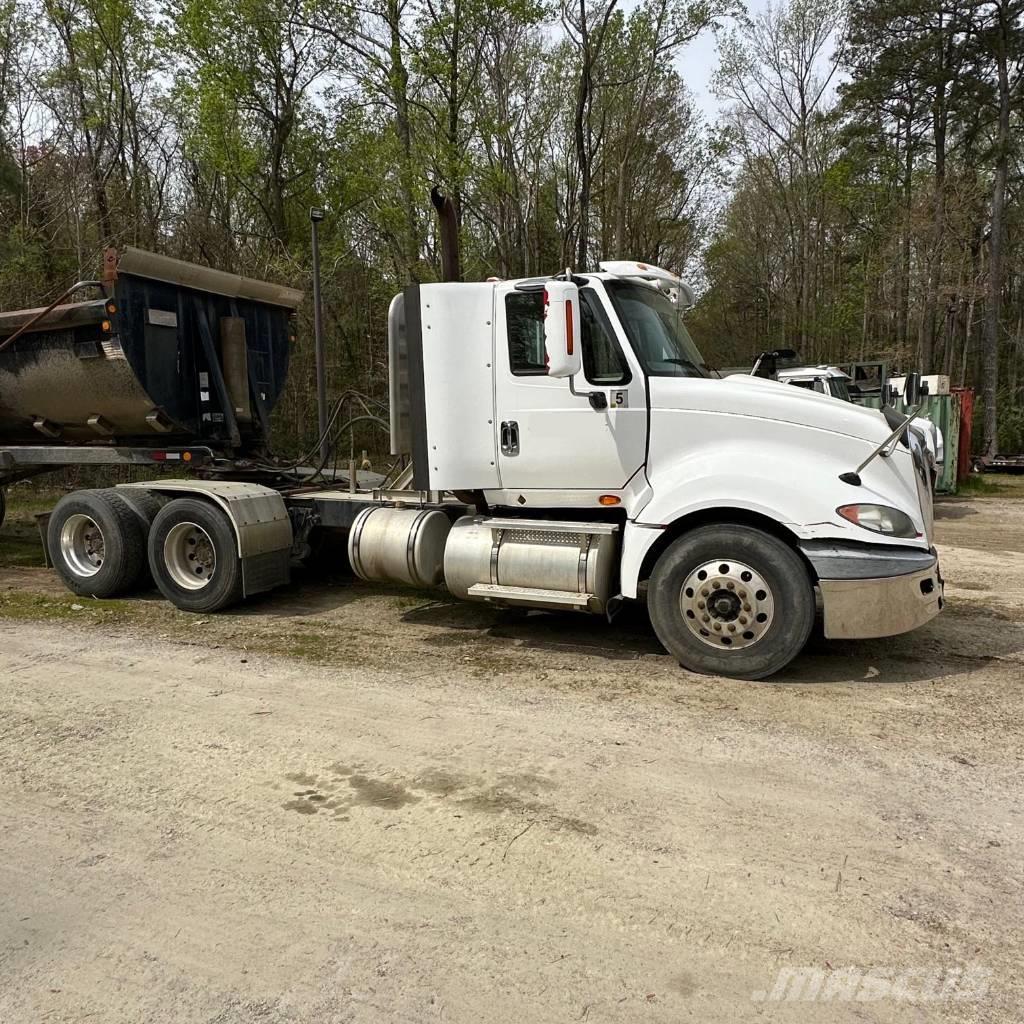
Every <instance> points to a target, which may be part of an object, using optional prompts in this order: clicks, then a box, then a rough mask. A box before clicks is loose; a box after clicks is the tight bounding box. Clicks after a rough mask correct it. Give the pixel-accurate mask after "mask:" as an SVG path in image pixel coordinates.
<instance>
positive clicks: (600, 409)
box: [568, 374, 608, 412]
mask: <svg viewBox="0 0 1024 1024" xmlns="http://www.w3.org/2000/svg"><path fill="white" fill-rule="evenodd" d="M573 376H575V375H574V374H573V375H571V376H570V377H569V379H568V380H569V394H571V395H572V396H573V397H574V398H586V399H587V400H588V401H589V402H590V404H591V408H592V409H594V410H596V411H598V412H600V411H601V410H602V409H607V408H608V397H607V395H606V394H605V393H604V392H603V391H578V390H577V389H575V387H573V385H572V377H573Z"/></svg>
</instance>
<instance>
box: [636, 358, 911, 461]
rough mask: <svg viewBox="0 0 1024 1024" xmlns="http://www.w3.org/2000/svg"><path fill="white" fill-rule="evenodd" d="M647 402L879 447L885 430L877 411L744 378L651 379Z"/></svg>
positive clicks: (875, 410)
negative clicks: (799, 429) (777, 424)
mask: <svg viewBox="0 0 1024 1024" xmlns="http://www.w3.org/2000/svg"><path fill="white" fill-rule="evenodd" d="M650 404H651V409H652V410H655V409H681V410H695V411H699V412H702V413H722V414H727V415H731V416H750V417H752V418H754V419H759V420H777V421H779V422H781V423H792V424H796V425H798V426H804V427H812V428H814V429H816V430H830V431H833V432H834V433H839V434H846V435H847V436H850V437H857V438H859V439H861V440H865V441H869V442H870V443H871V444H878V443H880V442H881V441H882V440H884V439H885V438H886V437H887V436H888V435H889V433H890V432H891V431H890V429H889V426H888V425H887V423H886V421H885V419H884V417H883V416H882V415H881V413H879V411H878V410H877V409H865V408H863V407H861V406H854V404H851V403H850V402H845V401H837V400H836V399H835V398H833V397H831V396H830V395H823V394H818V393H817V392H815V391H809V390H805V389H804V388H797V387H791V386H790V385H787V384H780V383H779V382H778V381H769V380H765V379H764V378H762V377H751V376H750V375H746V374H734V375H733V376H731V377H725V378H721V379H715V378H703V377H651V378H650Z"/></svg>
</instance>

Task — Could you retype exactly the lines above, starting at the line that contains "box: [636, 358, 911, 461]" and ending at the line that contains "positive clicks: (875, 410)", and nothing more?

Task output —
box: [636, 358, 911, 461]
rough mask: <svg viewBox="0 0 1024 1024" xmlns="http://www.w3.org/2000/svg"><path fill="white" fill-rule="evenodd" d="M647 402L879 447L885 430L877 411L744 378L651 379Z"/></svg>
positive clicks: (875, 410)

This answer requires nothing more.